> _Stored entries_
+ + +
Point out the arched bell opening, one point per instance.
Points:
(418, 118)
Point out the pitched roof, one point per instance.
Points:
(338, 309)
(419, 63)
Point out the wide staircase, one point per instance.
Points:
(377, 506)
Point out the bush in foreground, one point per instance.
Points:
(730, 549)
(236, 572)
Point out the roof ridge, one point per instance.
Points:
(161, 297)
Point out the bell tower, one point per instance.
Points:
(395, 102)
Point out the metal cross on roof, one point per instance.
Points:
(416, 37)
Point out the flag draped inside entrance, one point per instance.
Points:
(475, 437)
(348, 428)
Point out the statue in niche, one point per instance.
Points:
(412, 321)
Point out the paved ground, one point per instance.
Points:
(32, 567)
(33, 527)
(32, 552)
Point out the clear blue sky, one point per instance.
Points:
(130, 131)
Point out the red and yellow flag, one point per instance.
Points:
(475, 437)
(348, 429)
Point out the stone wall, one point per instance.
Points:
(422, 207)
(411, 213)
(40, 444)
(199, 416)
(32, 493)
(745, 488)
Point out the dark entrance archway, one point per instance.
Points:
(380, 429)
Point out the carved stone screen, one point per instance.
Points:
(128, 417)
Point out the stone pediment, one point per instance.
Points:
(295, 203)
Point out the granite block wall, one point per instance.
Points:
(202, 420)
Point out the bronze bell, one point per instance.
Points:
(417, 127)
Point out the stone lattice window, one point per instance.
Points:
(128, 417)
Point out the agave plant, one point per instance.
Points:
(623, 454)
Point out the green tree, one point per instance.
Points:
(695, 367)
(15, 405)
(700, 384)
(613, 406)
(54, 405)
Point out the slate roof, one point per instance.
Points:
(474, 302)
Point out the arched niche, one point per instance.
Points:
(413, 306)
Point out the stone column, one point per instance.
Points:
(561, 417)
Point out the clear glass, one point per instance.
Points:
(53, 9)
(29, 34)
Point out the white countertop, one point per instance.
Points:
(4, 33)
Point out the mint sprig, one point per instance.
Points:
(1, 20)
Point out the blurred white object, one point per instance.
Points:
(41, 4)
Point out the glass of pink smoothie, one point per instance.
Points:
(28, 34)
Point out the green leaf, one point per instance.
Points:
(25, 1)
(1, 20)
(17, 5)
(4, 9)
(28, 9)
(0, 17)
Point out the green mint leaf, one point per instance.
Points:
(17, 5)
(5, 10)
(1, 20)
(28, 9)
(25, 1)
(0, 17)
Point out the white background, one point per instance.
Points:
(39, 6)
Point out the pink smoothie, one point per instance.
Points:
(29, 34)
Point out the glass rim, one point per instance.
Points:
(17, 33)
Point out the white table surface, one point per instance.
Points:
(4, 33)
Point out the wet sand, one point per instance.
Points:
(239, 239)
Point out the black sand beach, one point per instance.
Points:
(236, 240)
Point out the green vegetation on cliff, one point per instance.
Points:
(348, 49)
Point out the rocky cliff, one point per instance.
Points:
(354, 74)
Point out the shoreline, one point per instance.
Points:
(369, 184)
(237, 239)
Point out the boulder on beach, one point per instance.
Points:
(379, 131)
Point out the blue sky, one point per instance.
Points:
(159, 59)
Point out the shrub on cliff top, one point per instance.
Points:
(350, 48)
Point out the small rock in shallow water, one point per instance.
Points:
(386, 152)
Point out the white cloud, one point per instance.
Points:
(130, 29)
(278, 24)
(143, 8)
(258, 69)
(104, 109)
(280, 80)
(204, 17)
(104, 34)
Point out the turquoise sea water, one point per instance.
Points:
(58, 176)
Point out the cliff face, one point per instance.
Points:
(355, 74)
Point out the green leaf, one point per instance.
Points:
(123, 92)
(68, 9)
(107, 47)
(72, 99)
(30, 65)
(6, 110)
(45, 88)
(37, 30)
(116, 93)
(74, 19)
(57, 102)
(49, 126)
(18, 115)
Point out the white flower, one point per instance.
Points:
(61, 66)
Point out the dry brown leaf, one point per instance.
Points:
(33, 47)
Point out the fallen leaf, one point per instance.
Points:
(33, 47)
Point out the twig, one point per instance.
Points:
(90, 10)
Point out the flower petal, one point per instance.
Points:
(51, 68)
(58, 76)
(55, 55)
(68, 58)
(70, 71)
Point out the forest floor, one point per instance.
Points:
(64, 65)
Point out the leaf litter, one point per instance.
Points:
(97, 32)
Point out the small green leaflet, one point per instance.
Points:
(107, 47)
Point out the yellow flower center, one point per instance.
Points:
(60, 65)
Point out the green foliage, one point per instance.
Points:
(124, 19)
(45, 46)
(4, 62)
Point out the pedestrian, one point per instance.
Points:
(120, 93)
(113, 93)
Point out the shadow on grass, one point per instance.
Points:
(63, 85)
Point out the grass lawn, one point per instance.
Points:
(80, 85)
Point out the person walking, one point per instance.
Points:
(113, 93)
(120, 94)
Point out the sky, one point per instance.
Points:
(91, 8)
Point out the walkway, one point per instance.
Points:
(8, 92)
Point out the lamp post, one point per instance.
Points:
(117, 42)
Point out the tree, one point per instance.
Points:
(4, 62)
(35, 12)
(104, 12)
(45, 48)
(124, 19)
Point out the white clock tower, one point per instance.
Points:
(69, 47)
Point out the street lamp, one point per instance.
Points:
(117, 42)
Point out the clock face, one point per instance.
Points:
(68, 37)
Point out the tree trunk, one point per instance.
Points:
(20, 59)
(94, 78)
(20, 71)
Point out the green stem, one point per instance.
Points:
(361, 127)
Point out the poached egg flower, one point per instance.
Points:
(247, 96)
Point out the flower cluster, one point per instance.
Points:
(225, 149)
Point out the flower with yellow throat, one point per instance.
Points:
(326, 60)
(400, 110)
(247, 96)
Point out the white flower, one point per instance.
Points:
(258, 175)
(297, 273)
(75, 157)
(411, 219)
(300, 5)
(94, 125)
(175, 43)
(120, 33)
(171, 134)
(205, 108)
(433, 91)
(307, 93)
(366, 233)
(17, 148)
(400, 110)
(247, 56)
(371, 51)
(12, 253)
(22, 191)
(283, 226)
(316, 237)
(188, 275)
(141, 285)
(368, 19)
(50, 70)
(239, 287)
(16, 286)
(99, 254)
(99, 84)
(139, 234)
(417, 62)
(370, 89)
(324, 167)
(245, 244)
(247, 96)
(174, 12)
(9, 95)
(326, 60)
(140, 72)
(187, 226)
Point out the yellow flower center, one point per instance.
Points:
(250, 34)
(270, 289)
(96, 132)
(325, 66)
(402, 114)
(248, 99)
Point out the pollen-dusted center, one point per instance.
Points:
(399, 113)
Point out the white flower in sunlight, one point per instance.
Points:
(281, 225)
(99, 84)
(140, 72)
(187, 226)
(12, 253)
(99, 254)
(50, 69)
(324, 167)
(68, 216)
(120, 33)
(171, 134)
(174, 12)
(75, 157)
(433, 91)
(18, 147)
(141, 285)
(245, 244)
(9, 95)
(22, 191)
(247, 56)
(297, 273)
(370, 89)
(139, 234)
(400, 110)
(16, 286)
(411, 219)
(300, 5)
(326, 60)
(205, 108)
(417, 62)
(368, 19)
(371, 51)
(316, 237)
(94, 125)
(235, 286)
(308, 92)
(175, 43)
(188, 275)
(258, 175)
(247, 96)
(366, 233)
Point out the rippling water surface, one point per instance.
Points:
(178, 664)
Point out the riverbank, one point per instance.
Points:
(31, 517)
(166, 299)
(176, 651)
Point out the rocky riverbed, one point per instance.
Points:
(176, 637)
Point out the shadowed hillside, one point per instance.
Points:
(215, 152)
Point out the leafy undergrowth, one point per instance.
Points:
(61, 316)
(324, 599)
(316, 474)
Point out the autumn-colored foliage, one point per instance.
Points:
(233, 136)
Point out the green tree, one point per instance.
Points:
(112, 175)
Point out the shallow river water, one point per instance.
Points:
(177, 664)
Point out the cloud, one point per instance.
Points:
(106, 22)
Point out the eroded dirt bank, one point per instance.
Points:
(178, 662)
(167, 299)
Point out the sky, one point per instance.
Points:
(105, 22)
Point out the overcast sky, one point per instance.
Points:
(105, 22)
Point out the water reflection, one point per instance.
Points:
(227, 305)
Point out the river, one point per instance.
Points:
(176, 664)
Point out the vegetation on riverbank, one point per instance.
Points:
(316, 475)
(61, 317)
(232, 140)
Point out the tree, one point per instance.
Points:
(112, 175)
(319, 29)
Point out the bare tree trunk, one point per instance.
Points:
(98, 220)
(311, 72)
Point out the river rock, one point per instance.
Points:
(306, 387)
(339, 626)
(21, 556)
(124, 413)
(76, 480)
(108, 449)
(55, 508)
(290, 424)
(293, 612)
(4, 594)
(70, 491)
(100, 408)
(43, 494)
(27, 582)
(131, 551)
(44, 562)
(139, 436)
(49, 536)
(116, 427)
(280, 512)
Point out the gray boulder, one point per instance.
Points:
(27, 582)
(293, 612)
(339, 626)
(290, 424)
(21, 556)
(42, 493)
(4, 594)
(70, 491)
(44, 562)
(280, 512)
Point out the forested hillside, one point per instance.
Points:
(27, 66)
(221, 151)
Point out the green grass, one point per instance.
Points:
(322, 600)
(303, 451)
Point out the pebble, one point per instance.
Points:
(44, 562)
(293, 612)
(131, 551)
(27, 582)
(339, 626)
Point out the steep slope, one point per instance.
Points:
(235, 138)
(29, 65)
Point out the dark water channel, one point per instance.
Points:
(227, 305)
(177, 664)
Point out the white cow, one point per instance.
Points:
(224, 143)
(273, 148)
+ + +
> _Task instructions_
Reproduce each line of the data containing the word "stone".

> _Answer to the exercise_
Point out the stone wall, one point per instance.
Point out the carved stone screen, one point per instance.
Point out the stone pediment, one point per instance.
Point out the stone lattice window, one point per instance.
Point out the stone column, one point per instance.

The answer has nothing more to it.